→ **The task**: Reproduce the records below exactly, leaving their images out.

→ **Data for processing**:
══════════

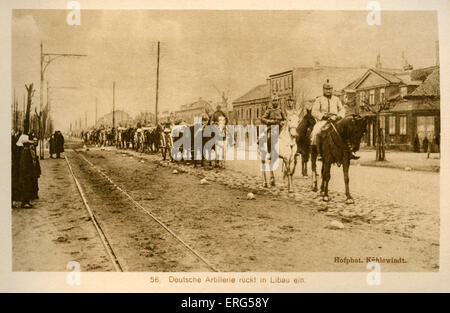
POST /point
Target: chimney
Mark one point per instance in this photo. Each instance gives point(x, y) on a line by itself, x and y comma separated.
point(378, 65)
point(437, 52)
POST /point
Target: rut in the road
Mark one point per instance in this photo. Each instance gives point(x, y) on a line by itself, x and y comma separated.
point(139, 241)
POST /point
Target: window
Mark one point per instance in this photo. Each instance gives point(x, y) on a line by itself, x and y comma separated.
point(392, 125)
point(402, 121)
point(362, 98)
point(382, 122)
point(403, 91)
point(382, 93)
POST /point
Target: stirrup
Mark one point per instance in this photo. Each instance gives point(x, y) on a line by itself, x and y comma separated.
point(353, 156)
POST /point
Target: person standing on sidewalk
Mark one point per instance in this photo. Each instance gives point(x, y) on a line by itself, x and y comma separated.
point(59, 144)
point(26, 174)
point(36, 168)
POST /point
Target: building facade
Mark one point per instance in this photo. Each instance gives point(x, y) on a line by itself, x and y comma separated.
point(412, 101)
point(187, 112)
point(121, 118)
point(248, 109)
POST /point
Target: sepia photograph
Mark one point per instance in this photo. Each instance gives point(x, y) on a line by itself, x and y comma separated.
point(191, 141)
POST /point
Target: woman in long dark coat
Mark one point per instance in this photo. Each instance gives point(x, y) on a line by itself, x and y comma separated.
point(59, 143)
point(37, 169)
point(52, 146)
point(27, 175)
point(15, 161)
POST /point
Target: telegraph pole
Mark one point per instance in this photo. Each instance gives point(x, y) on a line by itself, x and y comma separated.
point(46, 59)
point(95, 111)
point(157, 86)
point(114, 104)
point(15, 109)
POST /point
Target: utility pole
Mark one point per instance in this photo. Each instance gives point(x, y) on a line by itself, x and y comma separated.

══════════

→ **Task output**:
POST /point
Target: chimney
Mark one point per instance in this photo. Each instance gives point(x, y) on a line by itself, x and y comma separated.
point(378, 65)
point(437, 52)
POST /point
Target: rut in the road
Mark one point per instance in this photo. Each instance gives point(x, y) on a line by itself, x and y comma separated.
point(139, 241)
POST /point
Target: window
Mark one point per instance in this photo. Each instance gives point(x, y) on a line by itself, x and y comma separated.
point(392, 125)
point(402, 121)
point(362, 98)
point(382, 122)
point(403, 91)
point(382, 93)
POST /point
Target: stirrup
Mark one point per instance in this photo. Each instance gives point(x, y) on a line by itself, x and y comma separated.
point(353, 156)
POST /point
Target: person standing on sidewalk
Mark one point per instance in this photo. Each instance gives point(x, y) on a line by itself, x and y comma separated.
point(59, 144)
point(26, 174)
point(36, 168)
POST /point
Target: building facade
Mark one point per instance in this photo. Each instance gives point(x, y) on a line by itself, x and y comma separated.
point(412, 101)
point(187, 112)
point(121, 118)
point(248, 109)
POST /point
Target: sepia photograph
Mark one point per instance in this photo. Each instance gives point(x, y) on a line by itself, x and y comma separated.
point(191, 141)
POST /point
Target: woman in long dark coat
Mark one point per instance in this photo. Each instance gives point(x, y) on a line by itself, x and y comma separated.
point(59, 143)
point(37, 169)
point(52, 146)
point(27, 175)
point(15, 161)
POST /point
Target: telegraph pole
Mark one point per instance in this photo. Each instance gives point(x, y) on a line by itself, x and y comma separated.
point(46, 59)
point(95, 111)
point(157, 86)
point(114, 104)
point(15, 109)
POST /point
Target: utility pole
Mark one point per instance in this photo. Each instance gives point(x, y) on a line by itself, x and y comma separated.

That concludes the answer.